• _Elenco dei compiti_:
a) Rispondi a queste domande sul testo su Guadalcanal:
(i) A quale battaglia si riferisce la frase attribuita a Winston Churchill?
(ii) Secondo Antony Beevor, a quali due scopi servì lo sbarco in Normandia?
(iii) Quanto durò la battaglia di Guadalcanal?
b) Traduci in inglese questa frase del testo su Guadalcanal: "A Guadalcanal si è avuto lo scontro, decisamente raro nella storia militare, tra due opposte iniziative strategiche."
c) Restituisci dal testo su Guadalcanal tutto il passo, da "contemporanea" giù fino a "hollywoodiano torna sull’argomento.", senza alcuna modifica.

• _Testo della pagina_:
■ ■ ■ ■

[ISSN 1974-028X]

[REGISTRAZIONE AL TRIBUNALE CIVILE DI ROMA N° 577/2007 DEL 21 DICEMBRE] *

 

165 / SETTEMBRE 2021 (CXCVI)


contemporanea

GUADALCANAL 1942-1943

LA SVOLTA DEFINITIVA NELLA GUERRA DEL PACIFICO?

di Lorenzo Lena

 

Trovare un punto di svolta in un conflitto globale durato sei anni, che si stima abbia causato sessanta milioni di morti, è esercizio inevitabilmente arbitrario. La frase attribuita a Winston Churchill su El Alamein, “Prima non avevamo mai vinto, dopo non avremmo più perso”, racchiude una verità: i momenti di svolta furono numerosi, legati alle diverse fasi e ai diversi fronti di guerra. Alcuni sono memoria collettiva, vedasi lo sbarco in Normandia che per lo storico Antony Beevor servì sia a sconfiggere Hitler sia a tenere Stalin fuori dall’Europa occidentale. Per il Pacifico, scenario esotico e lontano, si ricordano Pearl Harbor, ogni 7 dicembre, e Midway ogniqualvolta il filone hollywoodiano torna sull’argomento.

 

C’è però un’isola, nel Pacifico meridionale a nord dell’Australia, dove è avvenuta la svolta più lunga, sette mesi di battaglia, e meno appariscente del conflitto. A Guadalcanal si è avuto lo scontro, decisamente raro nella storia militare, tra due opposte iniziative strategiche. L’ultima spinta verso sud delle forze imperiali giapponesi, ancora pericolose dopo il disastro subito a Midway e decise a isolare l’Australia, e la prima offensiva americana, ancora con mezzi e risorse al limite, intesa a mettere in sicurezza l’alleato e quindi l’intera regione.

■ ■ ■ ■

• _Dati archiviati_:
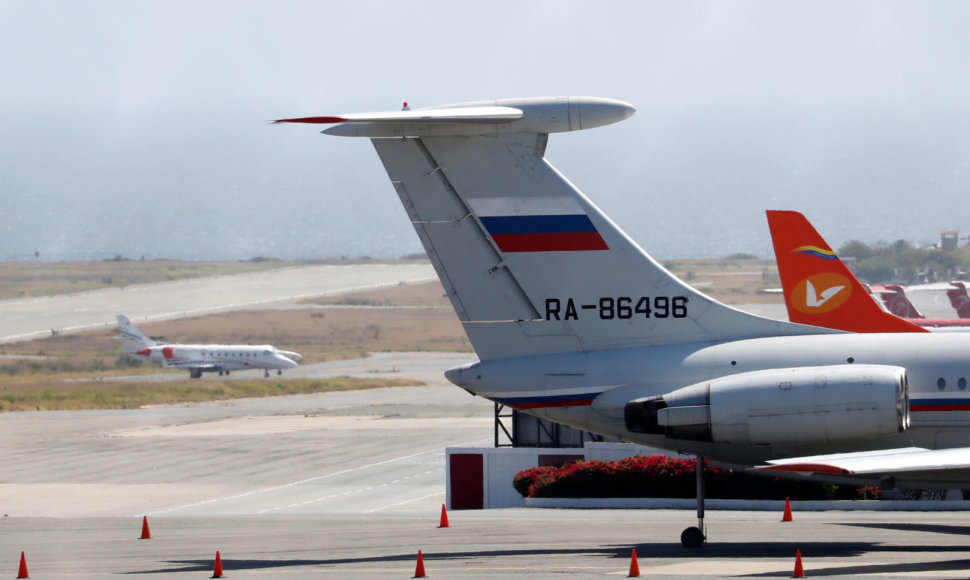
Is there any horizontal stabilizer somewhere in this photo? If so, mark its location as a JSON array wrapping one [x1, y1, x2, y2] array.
[[273, 107, 522, 125], [274, 97, 636, 138]]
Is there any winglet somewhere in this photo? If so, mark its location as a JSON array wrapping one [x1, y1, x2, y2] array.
[[766, 210, 929, 332]]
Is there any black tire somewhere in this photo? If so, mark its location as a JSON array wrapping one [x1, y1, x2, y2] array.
[[680, 527, 705, 548]]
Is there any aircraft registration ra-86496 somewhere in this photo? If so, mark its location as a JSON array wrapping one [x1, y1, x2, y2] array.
[[118, 314, 303, 379], [279, 97, 970, 546]]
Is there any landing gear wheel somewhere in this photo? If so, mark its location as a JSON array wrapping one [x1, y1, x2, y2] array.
[[680, 526, 704, 548]]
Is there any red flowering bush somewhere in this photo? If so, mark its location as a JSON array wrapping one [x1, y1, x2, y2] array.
[[512, 455, 879, 500]]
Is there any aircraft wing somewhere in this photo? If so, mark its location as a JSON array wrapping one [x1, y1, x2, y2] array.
[[755, 447, 970, 476]]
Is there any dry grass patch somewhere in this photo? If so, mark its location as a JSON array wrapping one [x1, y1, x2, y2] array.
[[0, 377, 421, 411]]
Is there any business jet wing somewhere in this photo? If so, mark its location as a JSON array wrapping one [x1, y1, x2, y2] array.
[[755, 447, 970, 480], [165, 360, 221, 371]]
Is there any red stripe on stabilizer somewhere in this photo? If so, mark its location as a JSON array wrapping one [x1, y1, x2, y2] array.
[[506, 399, 593, 410], [492, 232, 610, 252], [758, 463, 851, 475], [273, 117, 347, 125], [909, 405, 970, 412]]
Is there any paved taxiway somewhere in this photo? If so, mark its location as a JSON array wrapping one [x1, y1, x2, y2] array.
[[0, 263, 436, 343], [0, 353, 970, 578]]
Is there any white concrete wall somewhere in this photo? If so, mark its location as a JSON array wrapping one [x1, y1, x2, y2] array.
[[445, 443, 661, 509]]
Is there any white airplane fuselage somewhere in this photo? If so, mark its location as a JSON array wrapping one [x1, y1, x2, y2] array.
[[131, 344, 298, 371], [447, 333, 970, 478]]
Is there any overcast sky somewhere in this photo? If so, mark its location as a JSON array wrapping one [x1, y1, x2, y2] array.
[[0, 0, 970, 260]]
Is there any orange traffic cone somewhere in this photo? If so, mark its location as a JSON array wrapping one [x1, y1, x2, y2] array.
[[627, 548, 640, 578], [791, 550, 805, 578], [210, 550, 225, 578], [17, 552, 30, 578], [412, 550, 428, 578]]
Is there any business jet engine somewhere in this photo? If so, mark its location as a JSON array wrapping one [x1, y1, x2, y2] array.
[[624, 364, 909, 444]]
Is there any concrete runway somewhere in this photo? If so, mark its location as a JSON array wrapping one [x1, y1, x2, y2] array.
[[0, 263, 436, 343], [0, 353, 970, 578], [0, 268, 970, 579]]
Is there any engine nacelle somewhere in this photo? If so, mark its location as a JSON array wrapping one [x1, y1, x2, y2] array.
[[624, 365, 909, 444]]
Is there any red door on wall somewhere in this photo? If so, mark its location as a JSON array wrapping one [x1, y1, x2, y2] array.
[[448, 453, 485, 510]]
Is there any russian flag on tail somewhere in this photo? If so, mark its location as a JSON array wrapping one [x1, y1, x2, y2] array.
[[468, 197, 610, 252]]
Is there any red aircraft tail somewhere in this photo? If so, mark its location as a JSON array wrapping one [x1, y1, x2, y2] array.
[[946, 282, 970, 318], [877, 284, 926, 318], [766, 210, 928, 332]]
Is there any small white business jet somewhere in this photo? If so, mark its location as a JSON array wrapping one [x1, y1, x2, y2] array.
[[280, 97, 970, 546], [118, 314, 303, 379]]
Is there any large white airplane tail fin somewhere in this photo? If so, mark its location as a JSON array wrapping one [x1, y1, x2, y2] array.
[[118, 314, 158, 354], [282, 97, 829, 360]]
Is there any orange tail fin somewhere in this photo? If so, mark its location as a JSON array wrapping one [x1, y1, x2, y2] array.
[[766, 210, 928, 332]]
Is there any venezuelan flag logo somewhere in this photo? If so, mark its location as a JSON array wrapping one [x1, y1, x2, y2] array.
[[792, 246, 838, 260]]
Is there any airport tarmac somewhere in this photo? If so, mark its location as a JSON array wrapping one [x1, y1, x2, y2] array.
[[0, 353, 970, 578], [0, 262, 436, 343]]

■ ■ ■ ■

• _Risposte per compito_:
a)
(i) El Alamein.
(ii) A sconfiggere Hitler e a tenere Stalin fuori dall'Europa occidentale.
(iii) Sette mesi.

b) At Guadalcanal there was a clash, quite rare in military history, between two opposing strategic initiatives.

c)
contemporanea

GUADALCANAL 1942-1943

LA SVOLTA DEFINITIVA NELLA GUERRA DEL PACIFICO?

di Lorenzo Lena

 

Trovare un punto di svolta in un conflitto globale durato sei anni, che si stima abbia causato sessanta milioni di morti, è esercizio inevitabilmente arbitrario. La frase attribuita a Winston Churchill su El Alamein, “Prima non avevamo mai vinto, dopo non avremmo più perso”, racchiude una verità: i momenti di svolta furono numerosi, legati alle diverse fasi e ai diversi fronti di guerra. Alcuni sono memoria collettiva, vedasi lo sbarco in Normandia che per lo storico Antony Beevor servì sia a sconfiggere Hitler sia a tenere Stalin fuori dall’Europa occidentale. Per il Pacifico, scenario esotico e lontano, si ricordano Pearl Harbor, ogni 7 dicembre, e Midway ogniqualvolta il filone hollywoodiano torna sull’argomento.